Records from a dataset:

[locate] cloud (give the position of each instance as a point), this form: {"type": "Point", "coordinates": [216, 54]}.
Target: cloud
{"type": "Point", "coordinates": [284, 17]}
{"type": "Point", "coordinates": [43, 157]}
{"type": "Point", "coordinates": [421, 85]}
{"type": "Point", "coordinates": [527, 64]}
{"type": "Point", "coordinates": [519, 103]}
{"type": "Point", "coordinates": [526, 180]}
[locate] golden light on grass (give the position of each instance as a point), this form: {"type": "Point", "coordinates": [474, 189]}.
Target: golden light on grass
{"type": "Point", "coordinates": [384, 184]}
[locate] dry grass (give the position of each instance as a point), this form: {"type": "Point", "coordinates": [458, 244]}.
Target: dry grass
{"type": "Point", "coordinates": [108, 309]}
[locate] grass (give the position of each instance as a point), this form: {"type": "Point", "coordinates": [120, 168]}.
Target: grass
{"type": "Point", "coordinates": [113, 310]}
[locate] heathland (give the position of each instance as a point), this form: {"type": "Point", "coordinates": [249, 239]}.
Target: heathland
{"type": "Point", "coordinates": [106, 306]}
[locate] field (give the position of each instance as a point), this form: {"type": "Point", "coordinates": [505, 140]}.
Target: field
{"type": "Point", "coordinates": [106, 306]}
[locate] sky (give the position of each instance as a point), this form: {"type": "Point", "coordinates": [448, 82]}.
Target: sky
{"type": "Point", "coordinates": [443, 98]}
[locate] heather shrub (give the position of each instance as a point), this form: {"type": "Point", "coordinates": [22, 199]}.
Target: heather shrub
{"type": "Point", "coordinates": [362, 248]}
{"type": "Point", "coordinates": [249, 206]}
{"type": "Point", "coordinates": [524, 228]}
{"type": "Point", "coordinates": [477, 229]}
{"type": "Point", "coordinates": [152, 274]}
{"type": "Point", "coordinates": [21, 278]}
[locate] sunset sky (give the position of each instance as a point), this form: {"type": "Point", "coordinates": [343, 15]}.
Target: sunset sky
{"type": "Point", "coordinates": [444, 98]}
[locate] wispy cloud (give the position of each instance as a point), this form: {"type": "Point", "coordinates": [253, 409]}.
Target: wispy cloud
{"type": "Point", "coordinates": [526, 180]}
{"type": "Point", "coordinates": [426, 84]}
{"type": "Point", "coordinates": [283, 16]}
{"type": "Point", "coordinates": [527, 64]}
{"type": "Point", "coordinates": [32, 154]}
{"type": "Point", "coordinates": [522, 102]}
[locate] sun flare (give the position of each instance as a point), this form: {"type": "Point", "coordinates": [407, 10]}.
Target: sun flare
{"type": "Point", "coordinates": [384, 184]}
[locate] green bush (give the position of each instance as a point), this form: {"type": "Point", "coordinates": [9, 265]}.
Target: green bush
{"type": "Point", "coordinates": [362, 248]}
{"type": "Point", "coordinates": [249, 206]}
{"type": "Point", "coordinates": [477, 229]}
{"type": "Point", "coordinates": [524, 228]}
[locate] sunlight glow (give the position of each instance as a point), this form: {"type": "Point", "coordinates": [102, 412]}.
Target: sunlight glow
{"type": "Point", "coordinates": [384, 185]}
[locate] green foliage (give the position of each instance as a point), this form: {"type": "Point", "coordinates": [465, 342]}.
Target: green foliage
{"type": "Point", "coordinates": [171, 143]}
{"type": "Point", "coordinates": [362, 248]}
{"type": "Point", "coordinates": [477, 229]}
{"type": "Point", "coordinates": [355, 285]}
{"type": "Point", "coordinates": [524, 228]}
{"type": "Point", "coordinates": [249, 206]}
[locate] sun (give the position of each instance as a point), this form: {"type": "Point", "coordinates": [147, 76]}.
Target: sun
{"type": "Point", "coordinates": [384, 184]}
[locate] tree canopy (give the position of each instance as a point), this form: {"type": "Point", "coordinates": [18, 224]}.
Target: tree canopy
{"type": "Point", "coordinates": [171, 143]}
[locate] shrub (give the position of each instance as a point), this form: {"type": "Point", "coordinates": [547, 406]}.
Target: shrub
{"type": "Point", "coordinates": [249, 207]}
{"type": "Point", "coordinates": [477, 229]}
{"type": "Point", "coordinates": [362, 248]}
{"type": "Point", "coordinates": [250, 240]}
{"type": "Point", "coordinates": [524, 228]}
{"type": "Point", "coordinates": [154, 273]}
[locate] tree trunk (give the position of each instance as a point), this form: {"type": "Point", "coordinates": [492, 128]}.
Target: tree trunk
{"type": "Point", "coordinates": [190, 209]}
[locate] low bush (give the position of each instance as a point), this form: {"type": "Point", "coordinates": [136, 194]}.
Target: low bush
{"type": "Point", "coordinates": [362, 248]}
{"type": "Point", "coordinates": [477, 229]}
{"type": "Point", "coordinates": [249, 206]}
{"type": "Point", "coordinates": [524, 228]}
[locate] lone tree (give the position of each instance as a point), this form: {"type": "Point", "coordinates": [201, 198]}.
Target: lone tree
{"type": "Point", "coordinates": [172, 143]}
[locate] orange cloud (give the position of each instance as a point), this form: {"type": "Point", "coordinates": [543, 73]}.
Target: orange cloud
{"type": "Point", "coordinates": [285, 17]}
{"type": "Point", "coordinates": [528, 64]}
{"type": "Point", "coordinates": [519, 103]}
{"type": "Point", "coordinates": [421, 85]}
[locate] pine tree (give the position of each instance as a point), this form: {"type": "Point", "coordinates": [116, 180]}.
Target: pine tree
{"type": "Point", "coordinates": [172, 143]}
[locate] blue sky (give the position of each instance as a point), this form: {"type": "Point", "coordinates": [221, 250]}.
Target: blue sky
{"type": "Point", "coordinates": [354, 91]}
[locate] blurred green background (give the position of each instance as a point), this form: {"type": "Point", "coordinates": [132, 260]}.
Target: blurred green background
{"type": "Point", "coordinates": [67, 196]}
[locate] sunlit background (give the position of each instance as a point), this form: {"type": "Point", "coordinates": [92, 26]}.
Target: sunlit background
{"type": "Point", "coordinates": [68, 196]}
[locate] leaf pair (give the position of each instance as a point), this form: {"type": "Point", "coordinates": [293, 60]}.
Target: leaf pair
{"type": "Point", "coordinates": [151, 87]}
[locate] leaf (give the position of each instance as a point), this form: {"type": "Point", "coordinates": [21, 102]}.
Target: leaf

■ What this task involves ■
Taking the entries above, write out exactly the lines starting with the line containing "[locate] green foliage" and going on through the line containing "[locate] shrub (give", both included, and nothing else.

■ Result for this task ■
[locate] green foliage (give the position of each instance as a point), this form: {"type": "Point", "coordinates": [465, 342]}.
Target: green foliage
{"type": "Point", "coordinates": [171, 143]}
{"type": "Point", "coordinates": [362, 248]}
{"type": "Point", "coordinates": [477, 229]}
{"type": "Point", "coordinates": [355, 285]}
{"type": "Point", "coordinates": [524, 228]}
{"type": "Point", "coordinates": [249, 206]}
[locate] sun (give the position of each instance as a point), this form: {"type": "Point", "coordinates": [147, 76]}.
Target: sun
{"type": "Point", "coordinates": [384, 184]}
[locate] tree canopy (give the position of each instance as a point), this form: {"type": "Point", "coordinates": [18, 224]}.
Target: tree canopy
{"type": "Point", "coordinates": [171, 143]}
[locate] shrub (give the position of each instance as a point), this form: {"type": "Point", "coordinates": [547, 406]}.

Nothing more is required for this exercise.